▸ **Exercise details**
Please rewrite the lines that follow, changing "bounding box" to "box coordinates" wherever it occurs and leaving everything else untouched.

* BEGIN Available records *

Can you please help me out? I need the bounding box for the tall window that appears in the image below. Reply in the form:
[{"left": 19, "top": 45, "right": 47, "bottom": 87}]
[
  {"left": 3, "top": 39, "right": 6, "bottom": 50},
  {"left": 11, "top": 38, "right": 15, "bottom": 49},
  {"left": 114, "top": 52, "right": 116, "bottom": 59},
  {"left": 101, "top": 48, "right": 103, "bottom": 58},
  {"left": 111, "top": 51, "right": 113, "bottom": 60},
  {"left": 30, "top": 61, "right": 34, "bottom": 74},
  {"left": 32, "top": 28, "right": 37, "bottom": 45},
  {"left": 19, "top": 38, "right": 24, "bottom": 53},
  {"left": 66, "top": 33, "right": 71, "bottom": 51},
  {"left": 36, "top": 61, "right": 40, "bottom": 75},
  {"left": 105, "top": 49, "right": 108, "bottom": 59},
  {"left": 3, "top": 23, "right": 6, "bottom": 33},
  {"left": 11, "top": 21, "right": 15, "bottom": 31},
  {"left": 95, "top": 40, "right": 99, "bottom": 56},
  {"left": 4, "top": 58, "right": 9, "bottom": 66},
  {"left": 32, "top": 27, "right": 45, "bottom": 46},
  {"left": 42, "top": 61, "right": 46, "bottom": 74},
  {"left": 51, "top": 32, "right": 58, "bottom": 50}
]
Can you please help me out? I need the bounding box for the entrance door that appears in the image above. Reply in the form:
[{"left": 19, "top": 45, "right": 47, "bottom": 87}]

* END Available records *

▸ **Finished exercise**
Can you please help me out? I need the box coordinates for the tall window that appears in the image below. Reply in the form:
[{"left": 19, "top": 45, "right": 47, "bottom": 87}]
[
  {"left": 3, "top": 39, "right": 6, "bottom": 50},
  {"left": 11, "top": 38, "right": 15, "bottom": 49},
  {"left": 114, "top": 52, "right": 116, "bottom": 59},
  {"left": 101, "top": 48, "right": 103, "bottom": 58},
  {"left": 111, "top": 51, "right": 113, "bottom": 60},
  {"left": 30, "top": 61, "right": 34, "bottom": 74},
  {"left": 32, "top": 28, "right": 37, "bottom": 45},
  {"left": 19, "top": 38, "right": 24, "bottom": 53},
  {"left": 66, "top": 33, "right": 71, "bottom": 51},
  {"left": 36, "top": 61, "right": 40, "bottom": 75},
  {"left": 105, "top": 49, "right": 108, "bottom": 59},
  {"left": 3, "top": 23, "right": 6, "bottom": 33},
  {"left": 11, "top": 21, "right": 15, "bottom": 31},
  {"left": 95, "top": 40, "right": 99, "bottom": 56},
  {"left": 4, "top": 58, "right": 9, "bottom": 66},
  {"left": 32, "top": 27, "right": 45, "bottom": 46},
  {"left": 42, "top": 61, "right": 46, "bottom": 74},
  {"left": 51, "top": 32, "right": 58, "bottom": 50}
]
Can you please help me out? I need the box coordinates for the entrance door that appears in the image above. Reply in the form:
[{"left": 19, "top": 45, "right": 47, "bottom": 87}]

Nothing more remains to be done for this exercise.